(Items from a data source)

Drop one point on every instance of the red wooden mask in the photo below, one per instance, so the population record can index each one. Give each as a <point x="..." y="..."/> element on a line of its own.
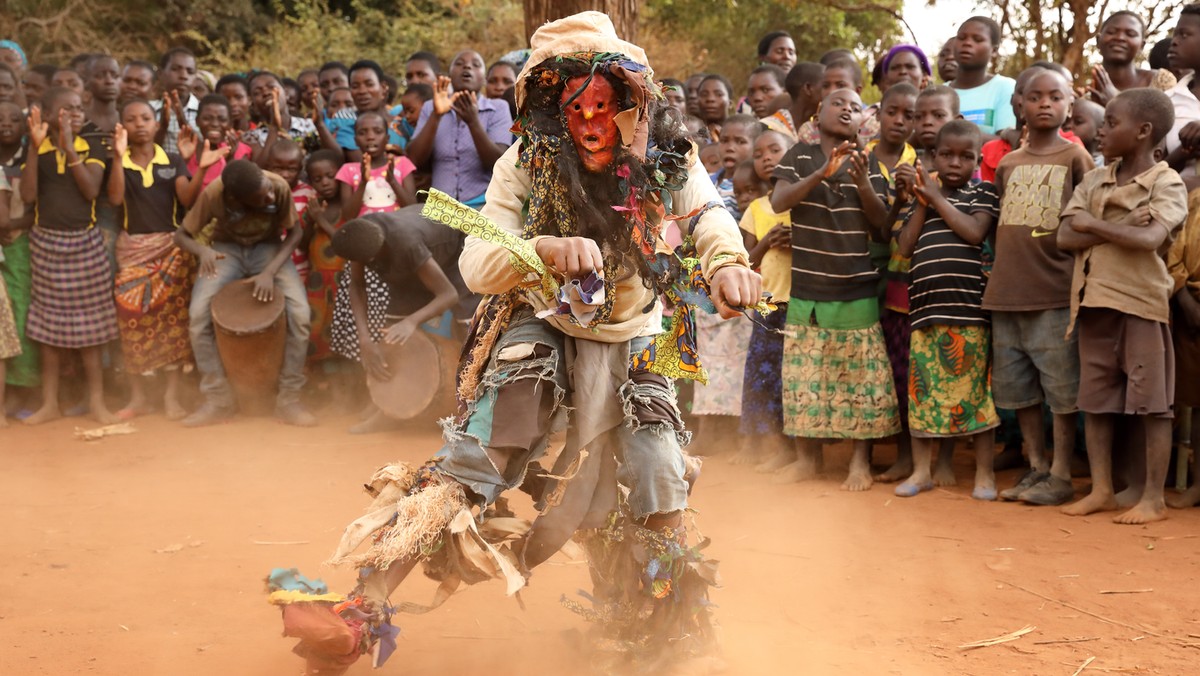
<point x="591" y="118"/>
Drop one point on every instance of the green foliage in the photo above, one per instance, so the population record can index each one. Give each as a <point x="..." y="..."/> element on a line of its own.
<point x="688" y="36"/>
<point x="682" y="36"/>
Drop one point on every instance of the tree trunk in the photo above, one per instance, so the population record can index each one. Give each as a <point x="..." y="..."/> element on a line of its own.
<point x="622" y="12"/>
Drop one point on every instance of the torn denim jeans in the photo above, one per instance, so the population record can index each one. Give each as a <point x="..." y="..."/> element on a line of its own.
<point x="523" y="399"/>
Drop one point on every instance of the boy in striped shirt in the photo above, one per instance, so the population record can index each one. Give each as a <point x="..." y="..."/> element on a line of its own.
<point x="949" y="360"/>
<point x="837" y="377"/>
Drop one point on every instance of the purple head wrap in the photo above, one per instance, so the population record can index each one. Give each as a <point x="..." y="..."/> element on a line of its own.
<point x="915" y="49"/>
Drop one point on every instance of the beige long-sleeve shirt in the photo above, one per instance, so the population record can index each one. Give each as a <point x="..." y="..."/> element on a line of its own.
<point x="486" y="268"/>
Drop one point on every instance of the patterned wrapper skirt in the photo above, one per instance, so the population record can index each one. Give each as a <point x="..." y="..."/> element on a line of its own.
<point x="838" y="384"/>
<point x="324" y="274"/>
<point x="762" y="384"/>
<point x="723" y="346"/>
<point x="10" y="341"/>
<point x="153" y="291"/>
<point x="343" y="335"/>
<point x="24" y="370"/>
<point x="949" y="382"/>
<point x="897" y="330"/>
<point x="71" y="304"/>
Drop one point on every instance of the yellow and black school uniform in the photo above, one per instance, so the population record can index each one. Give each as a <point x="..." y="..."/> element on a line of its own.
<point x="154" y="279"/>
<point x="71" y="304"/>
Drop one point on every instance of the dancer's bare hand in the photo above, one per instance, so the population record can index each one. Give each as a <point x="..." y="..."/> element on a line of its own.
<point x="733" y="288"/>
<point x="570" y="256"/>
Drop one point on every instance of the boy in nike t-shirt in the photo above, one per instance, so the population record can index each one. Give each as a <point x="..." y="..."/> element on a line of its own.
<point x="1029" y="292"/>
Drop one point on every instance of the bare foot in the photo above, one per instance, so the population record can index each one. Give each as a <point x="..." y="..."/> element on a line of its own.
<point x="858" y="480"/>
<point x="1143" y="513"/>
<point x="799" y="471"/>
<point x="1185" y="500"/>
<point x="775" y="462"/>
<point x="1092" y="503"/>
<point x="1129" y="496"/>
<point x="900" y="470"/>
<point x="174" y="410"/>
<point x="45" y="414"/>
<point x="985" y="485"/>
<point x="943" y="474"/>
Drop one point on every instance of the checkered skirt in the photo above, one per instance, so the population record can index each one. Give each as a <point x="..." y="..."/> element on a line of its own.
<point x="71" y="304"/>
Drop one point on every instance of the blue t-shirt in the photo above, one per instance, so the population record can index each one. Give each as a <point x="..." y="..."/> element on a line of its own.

* Task description
The entries are to be written out again exactly, without their pictures.

* Expected answer
Drop one point on every instance of the red wooden mask in the photo below, one per instance, so the population record can index each one. Give each as a <point x="..." y="..."/> element on a line of its own.
<point x="591" y="118"/>
Drop one point on every instance of the green foliage in the photo above, one per instance, so the population record can index each one. Give each as a <point x="..." y="..."/> element on a line of its own.
<point x="688" y="36"/>
<point x="682" y="36"/>
Drop one point on every instance of the tree trunk in the photo above, one per instance, so the population record can index each one. Give each as a <point x="..." y="..."/> element on a line of its own.
<point x="622" y="12"/>
Drop one point on every instance of the torn denim jeans in the photo above, one per instance, so the population record can index each one. Give each as a <point x="..." y="..."/> element on a line of its own.
<point x="523" y="399"/>
Drop one point on every instance of the boy in striped shirt in the photo above, one per instance, so the population record can index each one. Give each as a <point x="..." y="..."/> element on a line of its own.
<point x="949" y="360"/>
<point x="837" y="377"/>
Drop one point on every instance of the purple head wrap in the photo above, one per instance, so the population record can index each one. Give each as a <point x="..." y="..."/> element on a line of its own.
<point x="915" y="49"/>
Drop one point on every instance of the beige long-sleeve shirt in the photo above, one per instance, so the population record can index each one. Give each as a <point x="..." y="..."/> element on a line of its own.
<point x="486" y="268"/>
Drop one point on every instance of the patterned wrapper skirt in the photo above, one per instance, so the population record can index each one. Give each as a <point x="..." y="..."/> element on a line of its own.
<point x="838" y="384"/>
<point x="324" y="274"/>
<point x="762" y="384"/>
<point x="723" y="346"/>
<point x="10" y="341"/>
<point x="153" y="291"/>
<point x="343" y="335"/>
<point x="24" y="370"/>
<point x="949" y="382"/>
<point x="897" y="330"/>
<point x="71" y="304"/>
Drop one point on every instance of the yellow and black school uniform in the photo above, one per instance, so the population record can index each one. Give each as a <point x="..." y="..."/> element on a line of its own.
<point x="154" y="279"/>
<point x="71" y="304"/>
Drop one point on every instance of the dancer's bare hand in the photo above, one per instance, so the population record can index each one. Give each as a <point x="..." y="..."/> element on a line of its own.
<point x="733" y="288"/>
<point x="570" y="256"/>
Drop one point on every instance of the boy in nike t-shirt in the photo above, one per instance, so the population record can index each one. Give each as a <point x="..." y="..."/> element on a line of its own.
<point x="1029" y="292"/>
Drop one point on every instance of the bare foot in the photo above, one per instance, so the population record can index each one. Give each as a <point x="..." y="..."/> element on a line of its own.
<point x="858" y="480"/>
<point x="1143" y="513"/>
<point x="799" y="471"/>
<point x="1185" y="500"/>
<point x="775" y="462"/>
<point x="1092" y="503"/>
<point x="1129" y="496"/>
<point x="900" y="470"/>
<point x="174" y="410"/>
<point x="45" y="414"/>
<point x="985" y="485"/>
<point x="943" y="474"/>
Drop one point on every instance of the checkered skirt in the photo above, one per instance, so the population record can index each one. Give each as a <point x="..." y="..."/> element on a line of its own.
<point x="71" y="304"/>
Drop one point on every instance of the blue t-shirt in the photo above, one per instance, so the population record can index each one. Give each as a <point x="..." y="..."/> element on a line of its own.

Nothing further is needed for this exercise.